Predicted Köppen climate classification map for Austria for 2071–2100 under the most intense climate change scenario. Mid-range scenarios are currently considered more likely

The mid temperature in January and July is -0.6 °C and 20.7 °C in Vienna, the capital of Austria. BBC News published a four case scenario of the temperature increase in different cities around the world. The best-case scenario for Vienna implicate an increase with 3.1 °C in January and 2.4 °C in July, the medium-low scenario 4.3 °C and 3.8 °C, the medium-high scenario 4.7 °C and 4.6 °C, and the worst-case scenario implicates an increase with 7.0 °C and 7.2 °C by the year 2100, compared to 1900. The scenarios include assumptions on how much greenhouse gas is released into the atmosphere. Reductions in greenhouse gas emissions after a peak early in the century would be optimal for Austria, however unchecked emissions would be suboptimal.

§ Tasks and exercises
[1] Using only the passage on Austria's climate, decide whether each statement agrees with it: (a) under the medium-high scenario, Vienna's January temperature rises by 4.7 °C; (b) Vienna's mid temperature in July is 22.7 °C; (c) the map shows Austria under a mid-range scenario. For each, answer yes or no and quote the words of the passage that decide it.
[2] Extend the passage on Austria's climate with the next few sentences, starting after its final sentence.

§ Raw data
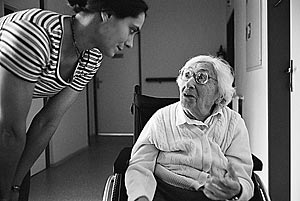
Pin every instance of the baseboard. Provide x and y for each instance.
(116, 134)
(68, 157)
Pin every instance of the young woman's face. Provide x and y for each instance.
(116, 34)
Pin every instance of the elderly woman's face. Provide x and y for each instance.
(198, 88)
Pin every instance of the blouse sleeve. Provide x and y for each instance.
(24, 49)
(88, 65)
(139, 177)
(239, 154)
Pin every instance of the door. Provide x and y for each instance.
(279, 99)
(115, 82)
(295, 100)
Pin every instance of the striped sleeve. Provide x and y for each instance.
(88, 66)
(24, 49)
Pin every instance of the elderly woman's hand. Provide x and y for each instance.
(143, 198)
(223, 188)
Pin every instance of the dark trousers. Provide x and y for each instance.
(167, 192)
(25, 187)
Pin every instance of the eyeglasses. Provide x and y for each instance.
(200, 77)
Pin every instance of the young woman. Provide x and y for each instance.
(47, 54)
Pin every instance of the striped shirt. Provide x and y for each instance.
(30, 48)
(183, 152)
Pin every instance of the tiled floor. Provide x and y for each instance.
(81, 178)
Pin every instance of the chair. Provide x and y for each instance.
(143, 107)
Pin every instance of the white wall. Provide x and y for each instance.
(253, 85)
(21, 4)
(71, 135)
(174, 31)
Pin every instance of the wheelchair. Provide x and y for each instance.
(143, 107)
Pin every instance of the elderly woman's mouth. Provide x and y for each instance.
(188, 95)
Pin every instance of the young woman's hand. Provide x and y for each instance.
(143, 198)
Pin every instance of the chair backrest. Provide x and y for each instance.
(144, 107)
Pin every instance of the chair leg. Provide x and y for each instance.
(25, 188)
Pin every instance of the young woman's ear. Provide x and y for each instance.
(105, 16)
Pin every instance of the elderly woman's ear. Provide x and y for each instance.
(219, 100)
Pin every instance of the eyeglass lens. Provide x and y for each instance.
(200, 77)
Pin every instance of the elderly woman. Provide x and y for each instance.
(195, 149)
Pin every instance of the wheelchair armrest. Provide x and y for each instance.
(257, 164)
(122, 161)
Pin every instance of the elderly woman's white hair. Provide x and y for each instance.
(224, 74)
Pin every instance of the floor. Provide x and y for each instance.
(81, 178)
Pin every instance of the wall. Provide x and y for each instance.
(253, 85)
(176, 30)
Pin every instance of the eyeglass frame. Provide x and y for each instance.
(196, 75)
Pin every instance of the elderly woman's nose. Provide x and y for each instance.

§ Answers for the exercise
[1]
(a) Yes: "the medium-high scenario 4.7 °C and 4.6 °C"
(b) No: "The mid temperature in January and July is -0.6 °C and 20.7 °C in Vienna"
(c) No: "under the most intense climate change scenario"

[2]
=== Precipitation ===

Between 1990 and 2050, modelling has shown an 8% increase in precipitation in the northern Alps and 11% in the southern Alps, and summer precipitation is expected to decrease by 17% in the northern Alps and by 19% in the southern Alps.

An increase in rainfall during winter would mean intense snowfall in shorter periods of time and thus more avalanches.

==== Snow ====
Snowfall is expected to decrease, even with projected increases in winter precipitations, due to higher mean temperatures. The certainty of snow will be reduced.

The snow cover season in the European Alps, including snow water equivalent (SWE) and the duration of the snow cover, was assessed from regional climate model RCM experiments under the IPCC SRES A1B emission scenario. The assessment showed a decrease in SWE with 40-80% below 1500 m by mid century, compared to control years 1971–2000. Higher elevations are expected to be less affected than lower elevations. At 2000 – 2500 m SWE are expected to decrease by 10-60% by mid-century and by 30-80% at the end of the century.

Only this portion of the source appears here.